Python – Grouping by multiple columns (Categorical dtype vs numeric dtype)- why are the results so different?

Question:

I have a question about grouping pandas DataFrames by multiple columns. I am looking at some data for a TV show and trying to ensure that no season has two contestants with the same name.

Series Name
1 David
1 Edward
1 Jasmine
2 Lea
2 Jonathan
2 Louise

I want a unique count for groupings of Series + Name, which works well when the Series contains a numeric data type. I can do:

df.groupby(['Series','Name'])['Name'].count()

and get

Series Name Count
1 David 1
1 Edward 1
1 Jasmine 1
2 Lea 1
2 Jonathan 1
2 Louise 1

However, if series is set to a categorical data type then

df.groupby(['Series','Name'])['Name'].count()

returns the following table

Series Name Count
1 David 1
2 David 0
1 Edward 1
2 Edward 0
1 Jasmine 1
2 Jasmine 0
1 Jonathan 0
2 Jonathan 1
1 Lea 0
2 Lea 1
1 Louise 0
2 Louise 1

Panda groups every possible combination of series and names and then sorts alphanumerically. I don’t understand why. Any help would be most appreciated.

Asked By: user8340400

||

Answers:

Actually, this is the default behaviour of Pandas when grouping categorical value, it adds missing categories (checkout this thread).
To group only the observed categories on the dataframe you can use:

df.groupby(['Series','Name'],observed=True)['Name'].count()
Answered By: anas laaroussi

-=-=-=-=-

[COMPLETE THE FOLLOWING]:
A: In the pandas grouping thread, which argument does the answer add to groupby so that only the observed categories are grouped?
B: Repeat the pandas grouping thread from "Asked By: user8340400" up to and including "(checkout this thread).".

[DATA LINES]:
-=-=-=-=-

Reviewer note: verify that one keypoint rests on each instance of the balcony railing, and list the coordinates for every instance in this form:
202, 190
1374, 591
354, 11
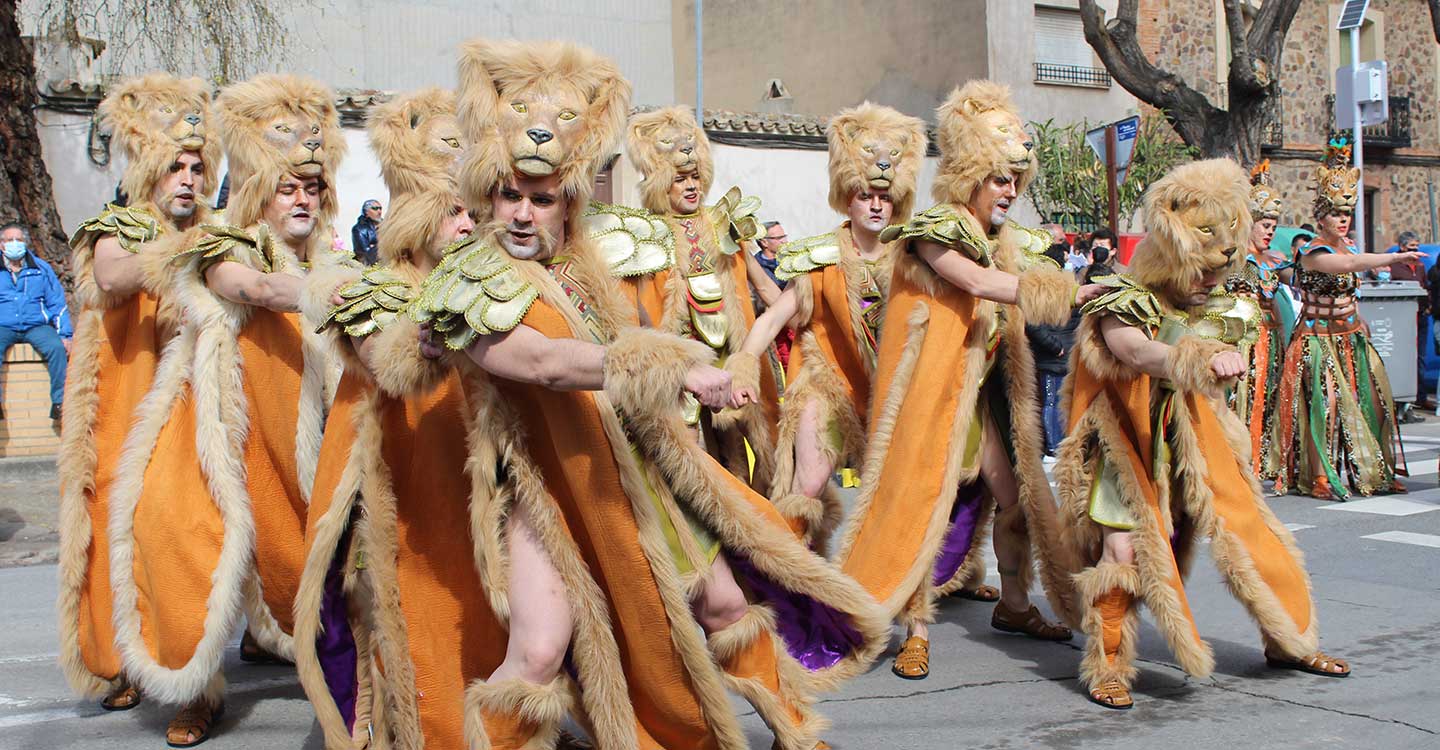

-=-=-=-=-

[CORRECT ANSWERS]:
A: observed=True

B:
Asked By: user8340400

||

Answers:

Actually, this is the default behaviour of Pandas when grouping categorical value, it adds missing categories (checkout this thread).